> WRITTEN REQUEST
How many lines in the records below contain the string "field"? Case counts, so match capital and small letters exactly, and reply with the number alone.

> INPUT ROWS
Begin
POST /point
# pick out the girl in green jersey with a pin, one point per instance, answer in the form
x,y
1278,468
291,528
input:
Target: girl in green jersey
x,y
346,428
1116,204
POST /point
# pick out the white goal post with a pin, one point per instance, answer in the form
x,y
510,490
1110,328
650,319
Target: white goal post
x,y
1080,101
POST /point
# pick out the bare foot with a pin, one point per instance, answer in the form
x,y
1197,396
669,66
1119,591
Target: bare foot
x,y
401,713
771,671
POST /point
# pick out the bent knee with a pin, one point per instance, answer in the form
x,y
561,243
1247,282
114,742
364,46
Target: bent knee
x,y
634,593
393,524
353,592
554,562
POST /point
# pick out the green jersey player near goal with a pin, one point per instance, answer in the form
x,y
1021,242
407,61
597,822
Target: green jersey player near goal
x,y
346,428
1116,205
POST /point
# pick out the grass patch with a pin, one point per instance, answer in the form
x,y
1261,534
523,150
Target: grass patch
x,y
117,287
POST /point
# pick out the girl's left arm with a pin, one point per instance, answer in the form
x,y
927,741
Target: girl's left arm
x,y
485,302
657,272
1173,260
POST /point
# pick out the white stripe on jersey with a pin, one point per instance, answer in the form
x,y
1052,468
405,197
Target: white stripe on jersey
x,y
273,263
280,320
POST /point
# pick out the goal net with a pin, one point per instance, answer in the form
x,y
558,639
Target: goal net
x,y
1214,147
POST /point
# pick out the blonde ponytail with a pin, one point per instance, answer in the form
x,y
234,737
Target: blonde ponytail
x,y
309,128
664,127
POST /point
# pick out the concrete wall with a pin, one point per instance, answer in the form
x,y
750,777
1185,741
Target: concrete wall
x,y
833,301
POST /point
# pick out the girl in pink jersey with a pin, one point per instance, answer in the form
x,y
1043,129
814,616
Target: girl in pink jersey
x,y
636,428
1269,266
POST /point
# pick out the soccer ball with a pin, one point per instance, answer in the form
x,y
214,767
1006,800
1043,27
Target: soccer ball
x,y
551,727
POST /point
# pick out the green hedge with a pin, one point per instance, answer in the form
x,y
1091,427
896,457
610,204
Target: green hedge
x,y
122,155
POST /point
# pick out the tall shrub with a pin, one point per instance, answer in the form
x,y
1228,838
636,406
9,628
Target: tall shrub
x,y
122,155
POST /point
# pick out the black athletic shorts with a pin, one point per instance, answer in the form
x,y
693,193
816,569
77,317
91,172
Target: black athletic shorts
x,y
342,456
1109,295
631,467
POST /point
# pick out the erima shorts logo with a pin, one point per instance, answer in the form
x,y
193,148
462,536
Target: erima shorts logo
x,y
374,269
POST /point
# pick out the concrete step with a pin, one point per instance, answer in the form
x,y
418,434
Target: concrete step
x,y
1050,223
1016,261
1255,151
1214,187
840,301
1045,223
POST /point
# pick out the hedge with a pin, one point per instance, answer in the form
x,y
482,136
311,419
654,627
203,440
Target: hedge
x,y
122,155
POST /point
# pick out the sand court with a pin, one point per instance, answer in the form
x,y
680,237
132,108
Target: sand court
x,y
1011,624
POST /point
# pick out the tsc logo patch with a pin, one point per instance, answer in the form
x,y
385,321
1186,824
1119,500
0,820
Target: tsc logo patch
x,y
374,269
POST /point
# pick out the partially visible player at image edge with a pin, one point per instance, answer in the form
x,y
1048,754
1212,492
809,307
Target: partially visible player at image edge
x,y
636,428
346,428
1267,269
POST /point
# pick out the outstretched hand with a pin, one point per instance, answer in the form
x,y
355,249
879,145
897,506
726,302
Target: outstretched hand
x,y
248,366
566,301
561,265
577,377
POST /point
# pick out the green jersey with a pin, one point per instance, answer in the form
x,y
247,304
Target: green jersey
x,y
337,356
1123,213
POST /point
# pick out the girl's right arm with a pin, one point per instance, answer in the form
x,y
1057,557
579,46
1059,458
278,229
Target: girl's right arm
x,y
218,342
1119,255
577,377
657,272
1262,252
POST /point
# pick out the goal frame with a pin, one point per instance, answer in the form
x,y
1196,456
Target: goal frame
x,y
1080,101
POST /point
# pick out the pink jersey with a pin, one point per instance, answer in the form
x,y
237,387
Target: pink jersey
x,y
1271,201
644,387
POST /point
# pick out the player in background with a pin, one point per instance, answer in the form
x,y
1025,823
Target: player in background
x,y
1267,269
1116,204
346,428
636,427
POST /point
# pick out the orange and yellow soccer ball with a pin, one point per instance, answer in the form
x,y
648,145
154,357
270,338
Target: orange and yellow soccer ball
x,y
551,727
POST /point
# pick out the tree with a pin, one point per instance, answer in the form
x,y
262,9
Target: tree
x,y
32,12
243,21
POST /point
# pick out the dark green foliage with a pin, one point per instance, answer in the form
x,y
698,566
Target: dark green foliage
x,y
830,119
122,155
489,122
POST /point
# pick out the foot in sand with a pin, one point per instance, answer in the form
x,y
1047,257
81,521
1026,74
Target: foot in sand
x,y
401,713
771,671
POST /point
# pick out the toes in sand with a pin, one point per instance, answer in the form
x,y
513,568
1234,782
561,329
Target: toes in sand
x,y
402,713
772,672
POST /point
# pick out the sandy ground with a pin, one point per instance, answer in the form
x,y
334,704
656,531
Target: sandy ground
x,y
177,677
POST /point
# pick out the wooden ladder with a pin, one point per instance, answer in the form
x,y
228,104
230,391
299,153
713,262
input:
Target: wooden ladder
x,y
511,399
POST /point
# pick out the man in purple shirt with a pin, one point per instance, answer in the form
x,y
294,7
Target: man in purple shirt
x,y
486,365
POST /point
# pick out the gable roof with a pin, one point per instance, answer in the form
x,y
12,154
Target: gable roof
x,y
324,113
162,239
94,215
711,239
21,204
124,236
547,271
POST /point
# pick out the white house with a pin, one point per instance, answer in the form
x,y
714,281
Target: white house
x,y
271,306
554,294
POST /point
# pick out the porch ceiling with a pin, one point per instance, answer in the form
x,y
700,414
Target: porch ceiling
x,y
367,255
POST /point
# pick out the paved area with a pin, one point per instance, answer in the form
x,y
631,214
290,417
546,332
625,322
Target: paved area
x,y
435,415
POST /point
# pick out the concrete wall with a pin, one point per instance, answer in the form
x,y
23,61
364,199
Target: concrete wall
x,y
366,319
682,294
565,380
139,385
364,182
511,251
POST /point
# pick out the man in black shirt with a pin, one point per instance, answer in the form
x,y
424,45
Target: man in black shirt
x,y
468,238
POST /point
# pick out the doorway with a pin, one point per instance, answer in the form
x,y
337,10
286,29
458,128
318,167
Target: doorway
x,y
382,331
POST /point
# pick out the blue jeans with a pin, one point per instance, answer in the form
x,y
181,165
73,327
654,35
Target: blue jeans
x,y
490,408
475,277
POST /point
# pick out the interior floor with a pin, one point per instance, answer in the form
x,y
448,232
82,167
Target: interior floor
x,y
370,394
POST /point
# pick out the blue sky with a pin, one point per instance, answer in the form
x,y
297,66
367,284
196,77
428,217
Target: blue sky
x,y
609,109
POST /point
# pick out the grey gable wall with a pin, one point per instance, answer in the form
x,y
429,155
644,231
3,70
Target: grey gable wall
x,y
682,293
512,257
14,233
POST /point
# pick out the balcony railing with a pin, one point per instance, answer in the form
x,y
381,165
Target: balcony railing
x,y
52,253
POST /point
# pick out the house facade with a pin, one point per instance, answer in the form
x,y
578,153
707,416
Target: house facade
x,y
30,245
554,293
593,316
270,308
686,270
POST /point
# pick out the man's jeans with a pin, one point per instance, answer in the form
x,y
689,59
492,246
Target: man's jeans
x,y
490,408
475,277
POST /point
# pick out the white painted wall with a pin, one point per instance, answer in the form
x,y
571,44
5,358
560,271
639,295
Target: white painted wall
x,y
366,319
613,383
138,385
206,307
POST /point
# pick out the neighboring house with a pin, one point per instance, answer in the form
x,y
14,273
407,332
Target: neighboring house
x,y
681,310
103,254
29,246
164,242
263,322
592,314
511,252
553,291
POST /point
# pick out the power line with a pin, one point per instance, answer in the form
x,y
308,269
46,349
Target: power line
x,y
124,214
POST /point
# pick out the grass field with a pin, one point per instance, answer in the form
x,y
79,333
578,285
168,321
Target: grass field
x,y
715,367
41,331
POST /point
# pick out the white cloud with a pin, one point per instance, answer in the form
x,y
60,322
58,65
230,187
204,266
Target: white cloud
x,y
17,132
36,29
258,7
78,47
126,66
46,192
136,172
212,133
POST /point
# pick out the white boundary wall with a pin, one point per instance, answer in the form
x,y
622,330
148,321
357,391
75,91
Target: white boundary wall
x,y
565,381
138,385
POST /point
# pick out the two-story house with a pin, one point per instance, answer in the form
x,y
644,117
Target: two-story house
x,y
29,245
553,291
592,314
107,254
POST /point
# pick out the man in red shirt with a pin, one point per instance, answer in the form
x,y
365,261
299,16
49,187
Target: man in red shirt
End
> WORKED SOLUTION
2